Print the records below word for word, from their first line through the line that contains "x=351 y=176", including that line.

** begin Source data **

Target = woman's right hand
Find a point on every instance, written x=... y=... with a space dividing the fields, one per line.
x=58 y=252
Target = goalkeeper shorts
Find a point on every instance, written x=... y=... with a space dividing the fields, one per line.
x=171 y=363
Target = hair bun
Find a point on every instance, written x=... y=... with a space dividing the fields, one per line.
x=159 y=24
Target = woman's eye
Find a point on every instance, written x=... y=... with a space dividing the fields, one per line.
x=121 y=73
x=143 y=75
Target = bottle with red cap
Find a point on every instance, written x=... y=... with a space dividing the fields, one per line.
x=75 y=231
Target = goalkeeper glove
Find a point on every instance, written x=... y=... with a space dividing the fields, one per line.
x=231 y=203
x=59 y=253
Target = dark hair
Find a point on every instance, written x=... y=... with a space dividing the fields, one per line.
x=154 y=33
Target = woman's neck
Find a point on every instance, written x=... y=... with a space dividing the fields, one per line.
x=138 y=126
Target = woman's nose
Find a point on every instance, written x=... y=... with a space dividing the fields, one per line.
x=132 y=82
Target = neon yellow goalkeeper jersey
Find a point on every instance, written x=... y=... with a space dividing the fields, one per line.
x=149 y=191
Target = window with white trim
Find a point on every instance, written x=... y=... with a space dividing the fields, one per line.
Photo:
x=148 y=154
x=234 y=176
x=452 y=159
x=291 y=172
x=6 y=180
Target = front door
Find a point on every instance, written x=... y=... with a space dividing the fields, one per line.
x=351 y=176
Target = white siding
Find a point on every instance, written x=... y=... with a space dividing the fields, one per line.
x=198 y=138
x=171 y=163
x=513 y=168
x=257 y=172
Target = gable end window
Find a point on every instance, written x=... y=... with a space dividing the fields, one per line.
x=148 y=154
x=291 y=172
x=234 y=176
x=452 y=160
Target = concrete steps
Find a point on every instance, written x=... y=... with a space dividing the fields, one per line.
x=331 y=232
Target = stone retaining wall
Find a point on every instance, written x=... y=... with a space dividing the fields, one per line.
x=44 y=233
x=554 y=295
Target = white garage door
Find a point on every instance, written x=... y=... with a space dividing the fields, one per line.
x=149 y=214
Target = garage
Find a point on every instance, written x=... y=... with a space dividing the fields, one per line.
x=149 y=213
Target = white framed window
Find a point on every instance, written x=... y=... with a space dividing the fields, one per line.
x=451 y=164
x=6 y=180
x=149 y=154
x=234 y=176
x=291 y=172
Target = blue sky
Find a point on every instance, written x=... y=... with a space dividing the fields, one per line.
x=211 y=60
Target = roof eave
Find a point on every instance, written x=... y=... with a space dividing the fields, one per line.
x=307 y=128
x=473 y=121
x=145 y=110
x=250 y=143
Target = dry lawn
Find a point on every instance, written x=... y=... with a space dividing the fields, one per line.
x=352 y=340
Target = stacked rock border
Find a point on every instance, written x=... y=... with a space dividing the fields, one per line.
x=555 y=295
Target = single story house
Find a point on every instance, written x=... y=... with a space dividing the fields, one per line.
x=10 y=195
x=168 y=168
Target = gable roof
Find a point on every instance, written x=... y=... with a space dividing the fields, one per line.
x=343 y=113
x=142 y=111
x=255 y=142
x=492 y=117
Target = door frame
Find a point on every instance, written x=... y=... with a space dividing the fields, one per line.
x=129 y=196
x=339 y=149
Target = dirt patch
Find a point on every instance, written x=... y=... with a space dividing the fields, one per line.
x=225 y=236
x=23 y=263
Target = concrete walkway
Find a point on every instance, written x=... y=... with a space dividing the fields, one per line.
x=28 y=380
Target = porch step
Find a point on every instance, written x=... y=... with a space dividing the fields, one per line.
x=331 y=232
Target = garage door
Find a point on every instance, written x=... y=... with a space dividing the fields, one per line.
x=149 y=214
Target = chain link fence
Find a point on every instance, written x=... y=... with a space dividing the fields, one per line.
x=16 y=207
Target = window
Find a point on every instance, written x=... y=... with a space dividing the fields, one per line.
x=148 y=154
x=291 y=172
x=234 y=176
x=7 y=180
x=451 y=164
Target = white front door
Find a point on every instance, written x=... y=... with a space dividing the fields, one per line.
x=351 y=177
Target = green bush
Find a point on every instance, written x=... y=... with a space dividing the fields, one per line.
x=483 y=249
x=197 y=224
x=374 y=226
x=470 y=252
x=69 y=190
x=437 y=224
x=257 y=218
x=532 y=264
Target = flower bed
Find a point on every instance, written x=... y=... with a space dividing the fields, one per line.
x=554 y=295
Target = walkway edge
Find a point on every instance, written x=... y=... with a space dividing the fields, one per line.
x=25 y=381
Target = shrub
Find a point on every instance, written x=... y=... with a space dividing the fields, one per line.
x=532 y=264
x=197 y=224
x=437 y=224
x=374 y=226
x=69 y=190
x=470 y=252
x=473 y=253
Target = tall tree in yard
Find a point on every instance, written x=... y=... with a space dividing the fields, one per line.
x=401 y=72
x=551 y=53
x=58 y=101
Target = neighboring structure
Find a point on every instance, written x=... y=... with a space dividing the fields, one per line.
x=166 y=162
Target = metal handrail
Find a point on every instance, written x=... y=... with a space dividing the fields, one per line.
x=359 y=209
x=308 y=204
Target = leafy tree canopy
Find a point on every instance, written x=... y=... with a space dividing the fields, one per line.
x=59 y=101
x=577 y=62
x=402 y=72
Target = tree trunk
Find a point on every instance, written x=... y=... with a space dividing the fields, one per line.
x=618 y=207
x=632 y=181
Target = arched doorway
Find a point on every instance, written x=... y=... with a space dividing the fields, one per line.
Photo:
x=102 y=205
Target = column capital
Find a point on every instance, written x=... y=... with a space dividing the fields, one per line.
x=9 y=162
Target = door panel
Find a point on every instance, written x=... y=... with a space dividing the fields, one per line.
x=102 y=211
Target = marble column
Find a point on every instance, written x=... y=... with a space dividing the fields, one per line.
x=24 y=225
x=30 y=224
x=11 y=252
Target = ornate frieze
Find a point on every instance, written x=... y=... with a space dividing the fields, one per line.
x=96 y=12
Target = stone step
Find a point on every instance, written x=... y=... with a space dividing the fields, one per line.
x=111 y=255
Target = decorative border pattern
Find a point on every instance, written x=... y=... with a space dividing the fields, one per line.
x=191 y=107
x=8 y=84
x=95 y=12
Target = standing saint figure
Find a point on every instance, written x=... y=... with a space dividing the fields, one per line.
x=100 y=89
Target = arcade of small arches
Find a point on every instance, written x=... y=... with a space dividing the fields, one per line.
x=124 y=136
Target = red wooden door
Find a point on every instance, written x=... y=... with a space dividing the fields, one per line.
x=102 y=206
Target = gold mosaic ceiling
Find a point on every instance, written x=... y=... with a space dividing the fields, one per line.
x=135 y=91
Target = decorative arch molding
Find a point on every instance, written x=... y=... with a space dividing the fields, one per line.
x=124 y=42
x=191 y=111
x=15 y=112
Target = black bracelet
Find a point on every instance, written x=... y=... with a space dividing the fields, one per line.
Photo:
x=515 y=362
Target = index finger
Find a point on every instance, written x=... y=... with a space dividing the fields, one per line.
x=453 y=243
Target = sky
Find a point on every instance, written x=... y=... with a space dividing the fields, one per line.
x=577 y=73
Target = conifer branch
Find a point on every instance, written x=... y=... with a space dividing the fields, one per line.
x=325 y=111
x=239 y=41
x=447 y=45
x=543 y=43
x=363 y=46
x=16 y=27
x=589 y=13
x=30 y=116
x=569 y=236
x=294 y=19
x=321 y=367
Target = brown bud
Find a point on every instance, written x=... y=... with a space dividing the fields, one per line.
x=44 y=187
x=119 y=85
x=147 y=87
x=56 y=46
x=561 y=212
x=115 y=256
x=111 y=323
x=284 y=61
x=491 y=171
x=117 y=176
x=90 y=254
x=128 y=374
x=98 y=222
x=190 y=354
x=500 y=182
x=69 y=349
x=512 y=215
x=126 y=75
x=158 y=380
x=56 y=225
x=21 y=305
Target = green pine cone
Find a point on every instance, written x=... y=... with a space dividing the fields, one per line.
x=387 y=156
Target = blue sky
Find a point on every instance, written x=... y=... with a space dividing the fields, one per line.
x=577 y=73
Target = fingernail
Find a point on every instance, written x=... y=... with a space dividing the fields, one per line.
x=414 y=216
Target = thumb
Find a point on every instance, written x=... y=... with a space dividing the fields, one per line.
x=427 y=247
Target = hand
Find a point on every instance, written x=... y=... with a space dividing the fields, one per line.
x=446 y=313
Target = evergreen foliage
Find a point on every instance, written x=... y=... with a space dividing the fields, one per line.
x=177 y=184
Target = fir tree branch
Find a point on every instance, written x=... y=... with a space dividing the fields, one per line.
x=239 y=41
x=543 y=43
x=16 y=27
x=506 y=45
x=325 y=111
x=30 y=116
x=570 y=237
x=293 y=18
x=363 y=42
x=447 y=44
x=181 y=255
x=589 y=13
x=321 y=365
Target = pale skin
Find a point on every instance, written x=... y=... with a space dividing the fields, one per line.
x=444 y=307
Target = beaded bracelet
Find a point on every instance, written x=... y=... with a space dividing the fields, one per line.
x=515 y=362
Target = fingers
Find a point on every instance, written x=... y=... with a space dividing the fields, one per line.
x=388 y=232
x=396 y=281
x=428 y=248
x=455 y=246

** end Source data **

* **Problem solution**
Target = woman's right hand
Find a point on every instance, written x=... y=... with a space dividing the fields, one per line.
x=58 y=252
Target = goalkeeper shorts
Find a point on every instance, written x=... y=... with a space dividing the fields, one per line.
x=171 y=363
Target = hair bun
Find a point on every instance, written x=... y=... with a space dividing the fields, one per line.
x=159 y=24
Target = woman's eye
Find a point on every instance, written x=... y=... with a space dividing the fields, one per line.
x=121 y=73
x=143 y=75
Target = bottle with red cap
Find a point on every instance, written x=... y=... with a space dividing the fields, one per line.
x=75 y=231
Target = goalkeeper glove
Find a point on every instance, written x=... y=... with a space dividing the fields, one per line.
x=231 y=203
x=59 y=253
Target = dark hair
Find a point on every instance, written x=... y=... with a space dividing the fields, one per line.
x=154 y=33
Target = woman's neck
Find a point on every instance, written x=... y=... with a space dividing the fields, one per line.
x=138 y=126
Target = woman's nose
Find a point on every instance, written x=... y=... with a space dividing the fields, one per line.
x=132 y=82
Target = neon yellow goalkeeper jersey
Find a point on every instance, written x=... y=... with a space dividing the fields, one per line.
x=149 y=191
Target = window with white trim
Find a point on every instance, written x=... y=... with a space dividing the fields, one per line.
Photo:
x=148 y=154
x=234 y=176
x=452 y=159
x=291 y=172
x=6 y=180
Target = front door
Find a point on every instance, written x=... y=... with a space dividing the fields, one per line.
x=351 y=176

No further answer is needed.